→ BRIEF 1
Answer these questions using the discussion of libfabric providers:
(a) What command might users run to pull up an environment tuned toward using verbs?
(b) Which function can apps call multiple times, with different hints, to obtain a complex list of results?
(c) In the proposed mapping, which library name is given for provider Z?

→ TEXT PROVIDED
* * * *

Not necessarily. Historically, some system maintainers will provide a network-{fabric_type}
module or pre-built binary of certain libraries, such as MPI. These modules or pre-built libraries come with some assumptions built-in. These assumptions come in the form of environment variables or in the API as part of the pre-built.
In the specific case above, users might do module load network-verbs
to pull up an environment that is tuned toward using verbs. Not necessarily administrator driven.
Applications can, but should not, modify environment variables. Apps can call fi_getinfo() multiple times, with different hints, to obtain a complex list of results. Libraries should never modify the environment. That breaks apps that link in multiple libraries, each of which uses libfabric underneath.
Agreed. You and I have both seen this happen multiple times with libibverbs.
There is no API way to restrict loading providers, and I don't think we want that option. One of the goals of libfabric is to provide the same API over all providers, so that the app doesn't need to code for only one provider.
Correct, there is no way to restrict loading providers today. I agree that the goal is to provide the same API over all providers. However, it is the case that sometimes an application knows ahead of time what provider it wants to use, and some aspects of discovery are not required. I also agree that we don't want to restrict loading providers from the API.
There is not a defined relationship between the name of a DL library and the provider name reported by that library. It's frequently the same or close (in the case of util providers), but not mandated. I was previously looking at having the same DL report as multiple providers, so I'd rather not mandate it.
I see where you are going with this. There is a one-to-one mapping today at least. How would you see that changing in the future, especially as it relates to DL provider support?
Would it be possible to mandate some mapping here?
#define PROV_X_LIBNAME A
#define PROV_Y_LIBNAME A
#define PROV_Z_LIBNAME C
where X and Y providers come from the same library, but Z does not.
I don't know how you do both "it would be far more preferable to not try to load the other providers at all" mixed with "I would like to keep DL providers as an option, but only search for providers that I am interested in finding". Either we're loading DL providers or not...

* * * *

→ INPUT
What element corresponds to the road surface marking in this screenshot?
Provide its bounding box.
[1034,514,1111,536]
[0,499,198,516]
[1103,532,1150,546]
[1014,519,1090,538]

* * * *

→ BRIEF 2
Rewrite the listing above, putting "image" in place of "screenshot" and keeping everything else the same.

→ ANSWER 1
(a) module load network-verbs
(b) fi_getinfo()
(c) C

→ ANSWER 2
What element corresponds to the road surface marking in this image?
Provide its bounding box.
[1034,514,1111,536]
[0,499,198,516]
[1103,532,1150,546]
[1014,519,1090,538]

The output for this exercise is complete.